__Region pointing data__
+===+

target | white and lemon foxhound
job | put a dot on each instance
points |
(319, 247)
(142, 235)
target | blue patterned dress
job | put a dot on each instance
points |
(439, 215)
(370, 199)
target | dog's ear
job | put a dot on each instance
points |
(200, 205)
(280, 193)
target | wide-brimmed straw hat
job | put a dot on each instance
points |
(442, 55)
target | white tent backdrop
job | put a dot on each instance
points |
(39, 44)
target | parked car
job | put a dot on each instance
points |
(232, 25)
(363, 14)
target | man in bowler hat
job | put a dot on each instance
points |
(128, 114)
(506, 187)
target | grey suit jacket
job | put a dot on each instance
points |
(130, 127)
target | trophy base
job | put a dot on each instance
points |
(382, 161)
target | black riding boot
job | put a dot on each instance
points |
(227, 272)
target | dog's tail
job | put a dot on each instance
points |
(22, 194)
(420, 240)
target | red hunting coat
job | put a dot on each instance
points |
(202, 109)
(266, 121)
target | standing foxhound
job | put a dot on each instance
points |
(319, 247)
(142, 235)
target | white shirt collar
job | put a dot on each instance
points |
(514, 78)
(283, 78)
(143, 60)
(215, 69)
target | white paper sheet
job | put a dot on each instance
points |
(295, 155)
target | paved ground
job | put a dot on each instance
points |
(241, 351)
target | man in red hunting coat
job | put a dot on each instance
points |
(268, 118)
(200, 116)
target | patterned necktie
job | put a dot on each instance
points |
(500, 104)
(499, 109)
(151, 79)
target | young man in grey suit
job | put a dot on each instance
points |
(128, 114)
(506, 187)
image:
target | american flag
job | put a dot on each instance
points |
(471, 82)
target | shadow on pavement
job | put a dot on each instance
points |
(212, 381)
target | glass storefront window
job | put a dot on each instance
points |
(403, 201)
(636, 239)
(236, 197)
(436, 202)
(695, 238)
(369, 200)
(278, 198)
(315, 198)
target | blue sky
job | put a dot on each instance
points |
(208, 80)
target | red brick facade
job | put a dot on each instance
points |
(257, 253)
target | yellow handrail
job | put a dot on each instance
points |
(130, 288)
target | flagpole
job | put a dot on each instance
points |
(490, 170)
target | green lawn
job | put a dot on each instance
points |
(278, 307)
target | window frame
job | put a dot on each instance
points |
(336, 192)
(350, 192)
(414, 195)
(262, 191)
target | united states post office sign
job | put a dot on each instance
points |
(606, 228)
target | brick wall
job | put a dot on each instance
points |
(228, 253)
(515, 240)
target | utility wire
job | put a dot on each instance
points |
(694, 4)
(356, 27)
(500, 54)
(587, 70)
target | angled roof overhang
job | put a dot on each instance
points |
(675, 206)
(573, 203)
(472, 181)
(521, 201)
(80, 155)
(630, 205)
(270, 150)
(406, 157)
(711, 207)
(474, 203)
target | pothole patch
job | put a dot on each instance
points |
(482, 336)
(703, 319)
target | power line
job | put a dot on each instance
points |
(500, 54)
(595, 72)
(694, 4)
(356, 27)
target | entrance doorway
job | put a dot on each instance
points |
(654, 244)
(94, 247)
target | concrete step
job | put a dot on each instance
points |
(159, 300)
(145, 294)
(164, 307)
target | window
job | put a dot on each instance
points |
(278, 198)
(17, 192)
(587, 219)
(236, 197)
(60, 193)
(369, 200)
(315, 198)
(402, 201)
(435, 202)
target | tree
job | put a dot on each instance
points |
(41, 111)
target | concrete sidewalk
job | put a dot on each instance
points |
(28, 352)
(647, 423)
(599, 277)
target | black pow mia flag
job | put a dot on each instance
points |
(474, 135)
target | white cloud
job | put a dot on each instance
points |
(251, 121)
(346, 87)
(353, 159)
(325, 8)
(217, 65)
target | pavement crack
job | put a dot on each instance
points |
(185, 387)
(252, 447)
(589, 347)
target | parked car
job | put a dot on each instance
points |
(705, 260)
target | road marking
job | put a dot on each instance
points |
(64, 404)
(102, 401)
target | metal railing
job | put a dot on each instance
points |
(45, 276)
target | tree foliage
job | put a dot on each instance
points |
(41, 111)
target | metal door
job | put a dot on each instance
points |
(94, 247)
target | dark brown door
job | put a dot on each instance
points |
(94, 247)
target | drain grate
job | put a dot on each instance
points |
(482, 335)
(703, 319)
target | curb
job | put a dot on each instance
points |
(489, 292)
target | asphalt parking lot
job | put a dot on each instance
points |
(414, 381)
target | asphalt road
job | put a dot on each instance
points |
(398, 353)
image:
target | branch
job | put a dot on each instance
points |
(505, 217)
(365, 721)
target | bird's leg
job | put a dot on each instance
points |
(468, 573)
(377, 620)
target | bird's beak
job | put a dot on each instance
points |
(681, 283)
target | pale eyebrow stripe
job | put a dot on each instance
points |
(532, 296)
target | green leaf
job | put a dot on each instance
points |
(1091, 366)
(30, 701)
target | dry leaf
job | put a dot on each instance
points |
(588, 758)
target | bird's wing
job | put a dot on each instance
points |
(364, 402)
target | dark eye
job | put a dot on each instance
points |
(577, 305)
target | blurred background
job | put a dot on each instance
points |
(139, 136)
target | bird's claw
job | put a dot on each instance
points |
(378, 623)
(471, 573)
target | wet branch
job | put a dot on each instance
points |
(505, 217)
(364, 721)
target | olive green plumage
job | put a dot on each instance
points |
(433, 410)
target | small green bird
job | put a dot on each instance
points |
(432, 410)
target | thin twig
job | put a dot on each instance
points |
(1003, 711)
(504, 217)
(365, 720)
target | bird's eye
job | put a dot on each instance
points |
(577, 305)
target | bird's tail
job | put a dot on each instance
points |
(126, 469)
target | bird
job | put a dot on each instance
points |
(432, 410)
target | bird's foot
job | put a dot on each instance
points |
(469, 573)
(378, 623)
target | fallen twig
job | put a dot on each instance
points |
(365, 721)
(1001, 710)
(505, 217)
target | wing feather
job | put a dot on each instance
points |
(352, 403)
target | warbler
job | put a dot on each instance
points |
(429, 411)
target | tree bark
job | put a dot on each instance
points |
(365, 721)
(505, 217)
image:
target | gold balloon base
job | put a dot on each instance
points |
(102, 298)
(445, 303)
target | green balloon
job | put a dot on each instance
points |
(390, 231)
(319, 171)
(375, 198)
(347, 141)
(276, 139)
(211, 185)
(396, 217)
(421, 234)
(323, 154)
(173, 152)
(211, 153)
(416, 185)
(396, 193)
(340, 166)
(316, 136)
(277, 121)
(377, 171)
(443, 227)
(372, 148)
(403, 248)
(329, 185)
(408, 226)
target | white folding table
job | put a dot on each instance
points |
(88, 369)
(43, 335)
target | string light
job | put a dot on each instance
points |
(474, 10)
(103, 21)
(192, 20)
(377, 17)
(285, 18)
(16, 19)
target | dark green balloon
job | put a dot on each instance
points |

+===+

__Exercise description__
Write the records out again. Each one must match exactly.

__Answer for the task__
target | white and lemon foxhound
job | put a dot on each instance
points |
(319, 247)
(142, 235)
target | blue patterned dress
job | put a dot on each instance
points |
(439, 215)
(370, 199)
target | dog's ear
job | put a dot on each instance
points |
(200, 205)
(280, 193)
target | wide-brimmed straw hat
job | put a dot on each instance
points |
(442, 55)
target | white tent backdrop
job | put a dot on each instance
points |
(39, 44)
target | parked car
job | put a dot on each instance
points |
(232, 25)
(363, 14)
target | man in bowler hat
job | put a dot on each instance
points |
(128, 114)
(506, 187)
target | grey suit jacket
job | put a dot on each instance
points |
(130, 127)
target | trophy base
job | put a dot on each instance
points |
(382, 161)
target | black riding boot
job | put a dot on each instance
points |
(227, 272)
target | dog's tail
job | put a dot on each instance
points |
(22, 194)
(420, 240)
target | red hunting coat
job | put a dot on each instance
points |
(202, 109)
(266, 121)
target | standing foxhound
job | put a dot on each instance
points |
(319, 247)
(142, 235)
target | white shirt collar
job | put a dot on each instance
points |
(514, 78)
(283, 78)
(143, 60)
(215, 69)
target | white paper sheet
job | put a dot on each instance
points |
(295, 155)
target | paved ground
job | put a dot on each instance
points |
(241, 351)
target | man in red hunting coat
job | put a dot on each instance
points |
(268, 118)
(200, 116)
target | patterned necktie
job | put a dot on each instance
points |
(500, 104)
(499, 109)
(151, 79)
target | young man in grey suit
job | put a dot on each instance
points |
(128, 114)
(506, 187)
image:
target | american flag
job | put a dot on each instance
points |
(471, 82)
target | shadow on pavement
job | put a dot on each instance
points |
(212, 381)
target | glass storefront window
job | put a dot on each instance
points |
(403, 201)
(636, 239)
(236, 197)
(436, 202)
(695, 238)
(369, 200)
(278, 198)
(315, 198)
target | blue sky
job | put a dot on each instance
points |
(208, 80)
target | red brick facade
job | put a dot on each instance
points |
(257, 253)
target | yellow handrail
job | put a dot on each instance
points |
(130, 288)
target | flagpole
job | put a dot on each instance
points |
(490, 170)
target | green lawn
job | put a dot on each instance
points |
(278, 307)
target | window frame
job | put a dot on each instance
points |
(336, 192)
(350, 192)
(414, 195)
(262, 191)
target | united states post office sign
job | put a dot on each instance
points |
(606, 228)
target | brick wall
job | put a dot on each instance
points |
(228, 253)
(515, 240)
target | utility wire
job | put a dot on each instance
points |
(694, 4)
(356, 27)
(500, 54)
(587, 70)
target | angled roof overhang
job | put a dot on each instance
points |
(675, 206)
(573, 203)
(472, 181)
(521, 201)
(80, 155)
(630, 205)
(270, 150)
(406, 157)
(711, 207)
(474, 203)
target | pothole patch
job | put a dot on each instance
points |
(482, 336)
(703, 319)
target | power line
job | put a dot on each instance
points |
(500, 54)
(595, 72)
(694, 4)
(356, 27)
target | entrance doorway
job | put a dot on each instance
points |
(654, 244)
(94, 247)
target | concrete step
job | put a dot on each instance
points |
(159, 300)
(145, 294)
(164, 307)
target | window
job | put a dot on each instance
points |
(278, 198)
(17, 192)
(587, 219)
(236, 197)
(60, 193)
(369, 200)
(315, 198)
(402, 201)
(435, 202)
target | tree
job | put a dot on each instance
points |
(41, 111)
target | concrete sidewalk
job | put a dot on each instance
points |
(28, 352)
(647, 423)
(599, 277)
target | black pow mia flag
job | put a dot on each instance
points |
(474, 135)
target | white cloud
job | put a dot on each instance
points |
(251, 121)
(346, 87)
(353, 159)
(325, 8)
(217, 65)
target | pavement crack
job | put a dot on each instance
points |
(185, 387)
(252, 447)
(589, 347)
target | parked car
job | put a dot on each instance
points |
(705, 260)
target | road marking
job | put a dot on each instance
points |
(64, 404)
(102, 401)
target | metal railing
job | put a dot on each instance
points |
(45, 276)
target | tree foliage
job | put a dot on each instance
points |
(41, 111)
target | metal door
job | put a dot on each instance
points |
(94, 247)
target | dark brown door
job | put a dot on each instance
points |
(94, 247)
target | drain grate
job | put a dot on each instance
points |
(482, 335)
(703, 319)
target | curb
job | put a dot on each instance
points |
(489, 292)
target | asphalt parking lot
job | put a dot on each instance
points |
(414, 381)
target | asphalt road
job | put a dot on each instance
points |
(398, 353)
image:
target | branch
job | put a dot on each instance
points |
(505, 217)
(365, 721)
target | bird's leg
job | put a dot on each instance
points |
(468, 573)
(377, 620)
target | bird's beak
job | put a dot on each instance
points |
(681, 283)
target | pale eyebrow stripe
job | put a dot on each instance
points |
(532, 296)
target | green leaf
job | put a dot on each instance
points |
(1091, 366)
(30, 701)
target | dry leaf
job | put a dot on each instance
points |
(588, 758)
target | bird's wing
job | put a dot on each instance
points |
(364, 402)
target | dark eye
job | put a dot on each instance
points |
(577, 305)
target | blurred background
job | put a dot on each instance
points |
(139, 136)
target | bird's claw
job | put a dot on each instance
points |
(378, 623)
(471, 573)
target | wet branch
job | put a dot on each instance
points |
(505, 217)
(364, 721)
target | olive green plumage
job | put a dot on each instance
points |
(433, 410)
target | small green bird
job | put a dot on each instance
points |
(432, 410)
target | thin twig
job | put a dot on each instance
points |
(1003, 711)
(504, 217)
(365, 720)
target | bird's eye
job | put a dot on each instance
points |
(577, 305)
target | bird's tail
job | put a dot on each instance
points |
(126, 469)
target | bird
job | put a dot on each instance
points |
(432, 410)
target | bird's foot
job | put a dot on each instance
points |
(469, 573)
(378, 623)
target | fallen twig
job | put a dot on each instance
points |
(365, 721)
(1001, 710)
(505, 217)
target | wing feather
job | put a dot on each instance
points |
(352, 403)
target | warbler
job | put a dot on each instance
points |
(429, 411)
target | tree bark
job | put a dot on each instance
points |
(365, 721)
(505, 217)
image:
target | gold balloon base
job | put a dot on each instance
points |
(102, 298)
(445, 303)
target | green balloon
job | put a dot on each instance
points |
(390, 231)
(319, 171)
(375, 198)
(347, 141)
(276, 139)
(211, 185)
(396, 217)
(421, 234)
(323, 154)
(173, 152)
(211, 153)
(416, 185)
(396, 193)
(340, 166)
(316, 136)
(277, 121)
(377, 171)
(443, 227)
(372, 148)
(403, 248)
(329, 185)
(408, 226)
target | white folding table
job | put a dot on each instance
points |
(88, 369)
(43, 335)
target | string light
job | put a dot on each instance
points |
(474, 10)
(103, 21)
(192, 20)
(377, 17)
(285, 18)
(16, 19)
target | dark green balloon
job | put a dot on each instance
points |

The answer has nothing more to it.